▶ _WORK TO BE COMPLETED_
Repeat each record word for word.
Top of DATA UNDER STUDY
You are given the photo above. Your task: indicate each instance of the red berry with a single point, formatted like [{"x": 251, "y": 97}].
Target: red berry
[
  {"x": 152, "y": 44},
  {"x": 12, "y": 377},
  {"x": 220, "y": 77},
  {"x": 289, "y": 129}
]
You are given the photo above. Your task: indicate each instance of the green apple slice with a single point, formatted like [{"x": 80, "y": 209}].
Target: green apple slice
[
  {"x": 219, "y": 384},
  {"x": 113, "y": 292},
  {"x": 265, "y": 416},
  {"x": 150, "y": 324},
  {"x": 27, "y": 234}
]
Bottom of DATA UNDER STUDY
▶ _RESPONSE TO THIS TASK_
You are given the photo above. Your task: indicate each instance of the red berry with a single point, formatted like [{"x": 251, "y": 97}].
Target: red berry
[
  {"x": 152, "y": 44},
  {"x": 12, "y": 377},
  {"x": 220, "y": 77},
  {"x": 289, "y": 129}
]
You are given the photo above. Your task: indicate each instance of the green apple slice with a single point, formatted like [{"x": 80, "y": 209}].
Target: green apple slice
[
  {"x": 219, "y": 384},
  {"x": 113, "y": 292},
  {"x": 265, "y": 416},
  {"x": 150, "y": 324},
  {"x": 27, "y": 234}
]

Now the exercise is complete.